[START ENTRIES SUPPLIED]
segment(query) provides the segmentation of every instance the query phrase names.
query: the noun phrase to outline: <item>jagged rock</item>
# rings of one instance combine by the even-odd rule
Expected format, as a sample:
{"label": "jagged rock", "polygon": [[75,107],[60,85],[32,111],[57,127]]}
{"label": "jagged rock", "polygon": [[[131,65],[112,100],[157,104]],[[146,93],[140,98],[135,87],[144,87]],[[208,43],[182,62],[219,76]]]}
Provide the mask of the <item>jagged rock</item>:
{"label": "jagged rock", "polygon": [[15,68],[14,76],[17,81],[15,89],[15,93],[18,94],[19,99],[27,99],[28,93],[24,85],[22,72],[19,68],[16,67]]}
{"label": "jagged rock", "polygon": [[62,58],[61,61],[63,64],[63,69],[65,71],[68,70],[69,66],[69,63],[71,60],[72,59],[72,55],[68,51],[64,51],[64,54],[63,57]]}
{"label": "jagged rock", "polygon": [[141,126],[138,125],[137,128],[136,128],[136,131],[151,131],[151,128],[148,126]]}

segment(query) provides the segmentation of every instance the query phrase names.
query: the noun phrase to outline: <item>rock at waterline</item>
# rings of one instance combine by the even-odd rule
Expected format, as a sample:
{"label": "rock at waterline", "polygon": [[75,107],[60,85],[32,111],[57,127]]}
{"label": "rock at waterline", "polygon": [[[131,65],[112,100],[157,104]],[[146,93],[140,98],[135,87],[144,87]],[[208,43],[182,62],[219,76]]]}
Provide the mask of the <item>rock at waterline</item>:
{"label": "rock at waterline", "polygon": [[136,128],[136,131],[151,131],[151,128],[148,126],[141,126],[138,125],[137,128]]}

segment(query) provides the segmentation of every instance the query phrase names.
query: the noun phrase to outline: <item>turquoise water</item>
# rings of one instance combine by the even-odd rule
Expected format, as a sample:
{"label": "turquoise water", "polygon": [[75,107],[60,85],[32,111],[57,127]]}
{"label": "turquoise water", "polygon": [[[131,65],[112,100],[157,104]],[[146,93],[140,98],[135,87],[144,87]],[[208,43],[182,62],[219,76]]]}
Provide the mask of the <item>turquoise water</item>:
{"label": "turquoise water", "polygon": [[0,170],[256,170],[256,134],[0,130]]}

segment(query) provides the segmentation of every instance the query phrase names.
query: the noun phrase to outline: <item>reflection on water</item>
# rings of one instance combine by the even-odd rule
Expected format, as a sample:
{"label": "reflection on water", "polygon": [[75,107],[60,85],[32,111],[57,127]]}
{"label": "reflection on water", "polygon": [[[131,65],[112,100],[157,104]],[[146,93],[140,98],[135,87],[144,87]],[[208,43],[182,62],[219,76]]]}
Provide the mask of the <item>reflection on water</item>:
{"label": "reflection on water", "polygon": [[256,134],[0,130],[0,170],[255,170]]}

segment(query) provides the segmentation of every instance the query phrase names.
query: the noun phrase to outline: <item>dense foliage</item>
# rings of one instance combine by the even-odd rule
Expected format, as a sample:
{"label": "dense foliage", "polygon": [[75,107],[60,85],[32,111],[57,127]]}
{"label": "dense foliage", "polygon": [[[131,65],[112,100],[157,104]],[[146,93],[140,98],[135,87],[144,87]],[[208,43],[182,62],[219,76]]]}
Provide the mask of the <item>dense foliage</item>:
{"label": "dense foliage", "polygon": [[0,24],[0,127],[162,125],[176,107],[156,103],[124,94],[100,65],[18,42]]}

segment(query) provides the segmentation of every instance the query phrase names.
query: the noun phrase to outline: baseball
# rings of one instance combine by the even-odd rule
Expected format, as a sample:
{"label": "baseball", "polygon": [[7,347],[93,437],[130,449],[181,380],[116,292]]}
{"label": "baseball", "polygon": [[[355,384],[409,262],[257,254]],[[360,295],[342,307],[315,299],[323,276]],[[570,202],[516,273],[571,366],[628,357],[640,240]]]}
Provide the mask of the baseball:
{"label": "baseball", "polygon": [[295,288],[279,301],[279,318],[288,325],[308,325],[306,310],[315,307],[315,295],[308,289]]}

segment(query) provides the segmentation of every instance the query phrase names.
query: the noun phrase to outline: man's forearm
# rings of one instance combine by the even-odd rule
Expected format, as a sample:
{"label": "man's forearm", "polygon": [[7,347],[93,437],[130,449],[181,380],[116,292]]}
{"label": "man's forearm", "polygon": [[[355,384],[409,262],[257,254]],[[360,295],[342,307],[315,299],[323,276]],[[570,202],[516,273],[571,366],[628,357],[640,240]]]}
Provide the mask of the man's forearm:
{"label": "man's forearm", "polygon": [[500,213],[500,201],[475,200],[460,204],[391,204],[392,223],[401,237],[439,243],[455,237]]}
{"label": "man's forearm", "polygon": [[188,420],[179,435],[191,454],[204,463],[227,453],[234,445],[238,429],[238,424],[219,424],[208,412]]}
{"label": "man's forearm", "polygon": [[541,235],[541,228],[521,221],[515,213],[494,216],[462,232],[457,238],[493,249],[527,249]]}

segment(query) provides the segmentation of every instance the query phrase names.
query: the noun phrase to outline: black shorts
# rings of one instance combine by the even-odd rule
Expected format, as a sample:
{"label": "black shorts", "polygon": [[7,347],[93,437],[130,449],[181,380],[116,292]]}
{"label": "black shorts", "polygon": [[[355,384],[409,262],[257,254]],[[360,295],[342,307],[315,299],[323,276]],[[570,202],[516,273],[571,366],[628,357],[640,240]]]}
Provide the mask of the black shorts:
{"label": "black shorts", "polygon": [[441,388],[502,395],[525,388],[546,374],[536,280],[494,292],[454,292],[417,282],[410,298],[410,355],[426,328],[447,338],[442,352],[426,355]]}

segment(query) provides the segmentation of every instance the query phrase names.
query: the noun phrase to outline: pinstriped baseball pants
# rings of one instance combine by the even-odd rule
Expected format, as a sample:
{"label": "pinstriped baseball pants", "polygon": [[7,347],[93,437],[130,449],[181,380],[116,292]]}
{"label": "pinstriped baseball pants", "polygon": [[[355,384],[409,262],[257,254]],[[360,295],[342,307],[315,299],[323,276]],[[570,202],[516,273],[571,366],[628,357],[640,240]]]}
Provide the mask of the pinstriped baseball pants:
[END ENTRIES SUPPLIED]
Please set down all the data word for word.

segment(query) provides the segmentation of every instance the query phrase names.
query: the noun phrase to outline: <item>jagged rock</item>
# rings of one instance combine by the even-odd rule
Expected format, as a sample:
{"label": "jagged rock", "polygon": [[75,107],[60,85],[32,111],[57,127]]}
{"label": "jagged rock", "polygon": [[[131,65],[112,100],[157,104]],[[146,93],[140,98],[135,87],[144,87]],[[208,43],[182,62],[219,76]]]}
Provide the mask of the <item>jagged rock</item>:
{"label": "jagged rock", "polygon": [[15,68],[14,76],[17,81],[15,89],[15,93],[18,94],[19,99],[27,99],[28,93],[24,85],[22,72],[19,68],[16,67]]}
{"label": "jagged rock", "polygon": [[62,58],[61,61],[63,64],[63,69],[65,71],[68,70],[69,66],[69,63],[71,60],[72,59],[72,55],[68,51],[64,51],[64,54],[63,57]]}
{"label": "jagged rock", "polygon": [[141,126],[138,125],[137,128],[136,128],[136,131],[151,131],[151,128],[148,126]]}

segment(query) provides the segmentation of every instance the query phrase names.
query: the noun phrase to outline: <item>rock at waterline</item>
# rings of one instance combine by the even-odd rule
Expected format, as a sample:
{"label": "rock at waterline", "polygon": [[75,107],[60,85],[32,111],[57,127]]}
{"label": "rock at waterline", "polygon": [[[131,65],[112,100],[157,104]],[[146,93],[140,98],[135,87],[144,87]],[[208,43],[182,62],[219,76]]]}
Provide the mask of the <item>rock at waterline</item>:
{"label": "rock at waterline", "polygon": [[136,128],[136,131],[151,131],[151,128],[148,126],[141,126],[138,125],[137,128]]}

segment(query) provides the segmentation of every instance the query phrase names.
query: the noun phrase to outline: <item>turquoise water</item>
# rings of one instance combine by the even-odd rule
Expected format, as a sample:
{"label": "turquoise water", "polygon": [[75,107],[60,85],[32,111],[57,127]]}
{"label": "turquoise water", "polygon": [[[131,65],[112,100],[157,104]],[[146,93],[140,98],[135,87],[144,87]],[[208,43],[182,62],[219,76]]]}
Provide the mask of the <item>turquoise water</item>:
{"label": "turquoise water", "polygon": [[0,170],[256,170],[256,134],[0,130]]}

segment(query) provides the segmentation of every instance the query phrase names.
query: the noun phrase to outline: <item>reflection on water</item>
# rings of one instance combine by the even-odd rule
Expected format, as a sample:
{"label": "reflection on water", "polygon": [[75,107],[60,85],[32,111],[57,127]]}
{"label": "reflection on water", "polygon": [[[131,65],[112,100],[157,104]],[[146,93],[140,98],[135,87],[144,87]],[[208,43],[182,62],[219,76]]]}
Provide the mask of the <item>reflection on water</item>:
{"label": "reflection on water", "polygon": [[256,134],[0,130],[0,170],[255,170]]}

segment(query) provides the segmentation of every instance the query phrase names.
query: the noun phrase to outline: <item>dense foliage</item>
# rings of one instance combine by the even-odd rule
Expected format, as a sample:
{"label": "dense foliage", "polygon": [[75,107],[60,85],[32,111],[57,127]]}
{"label": "dense foliage", "polygon": [[[131,65],[112,100],[157,104]],[[146,93],[140,98],[135,87],[144,87]],[[208,43],[182,62],[219,76]]]}
Provide the mask of the <item>dense foliage</item>:
{"label": "dense foliage", "polygon": [[0,24],[0,127],[162,125],[176,107],[156,103],[124,94],[100,65],[18,42]]}

segment(query) provides the segmentation of every instance the query phrase names.
query: the noun phrase to outline: baseball
# rings of one instance combine by the even-odd rule
Expected format, as a sample:
{"label": "baseball", "polygon": [[7,347],[93,437],[130,449],[181,380],[116,292]]}
{"label": "baseball", "polygon": [[[355,384],[409,262],[257,254]],[[360,295],[342,307],[315,299],[323,276]],[[570,202],[516,273],[571,366],[628,357],[640,240]]]}
Provide the mask of the baseball:
{"label": "baseball", "polygon": [[295,288],[279,301],[279,318],[288,325],[308,325],[306,310],[315,307],[315,295],[308,289]]}

segment(query) provides the segmentation of every instance the query phrase names.
query: the noun phrase to outline: man's forearm
# rings of one instance combine by the even-odd rule
Expected format, as a sample:
{"label": "man's forearm", "polygon": [[7,347],[93,437],[130,449],[181,380],[116,292]]}
{"label": "man's forearm", "polygon": [[[355,384],[409,262],[257,254]],[[360,295],[342,307],[315,299],[323,276]],[[570,202],[516,273],[571,366],[628,357],[640,240]]]}
Provide the mask of the man's forearm:
{"label": "man's forearm", "polygon": [[500,213],[500,201],[475,200],[460,204],[391,204],[392,223],[401,237],[439,243],[455,237]]}
{"label": "man's forearm", "polygon": [[188,420],[179,435],[191,454],[204,463],[227,453],[234,445],[238,429],[238,424],[219,424],[208,412]]}
{"label": "man's forearm", "polygon": [[541,235],[541,228],[521,221],[515,213],[494,216],[462,232],[457,238],[493,249],[527,249]]}

segment(query) provides the segmentation of every instance the query phrase names.
query: the noun phrase to outline: black shorts
# rings of one instance combine by the even-odd rule
Expected format, as a sample:
{"label": "black shorts", "polygon": [[7,347],[93,437],[130,449],[181,380],[116,292]]}
{"label": "black shorts", "polygon": [[[355,384],[409,262],[257,254]],[[360,295],[342,307],[315,299],[323,276]],[[570,202],[516,273],[571,366],[628,357],[640,240]]]}
Provide the mask of the black shorts:
{"label": "black shorts", "polygon": [[441,388],[502,395],[525,388],[546,374],[536,280],[494,292],[454,292],[417,282],[410,298],[410,355],[426,328],[447,338],[442,352],[426,355]]}

segment(query) provides the segmentation of every instance the query phrase names.
query: the noun phrase to outline: pinstriped baseball pants
# rings of one instance combine by the even-odd rule
Expected format, as a sample:
{"label": "pinstriped baseball pants", "polygon": [[7,347],[93,437],[130,449],[181,380],[116,292]]}
{"label": "pinstriped baseball pants", "polygon": [[[355,384],[409,262],[257,254]],[[360,295],[342,307],[315,299],[323,276]],[[570,202],[516,273],[571,366],[628,357],[640,240]]]}
Provide the mask of the pinstriped baseball pants:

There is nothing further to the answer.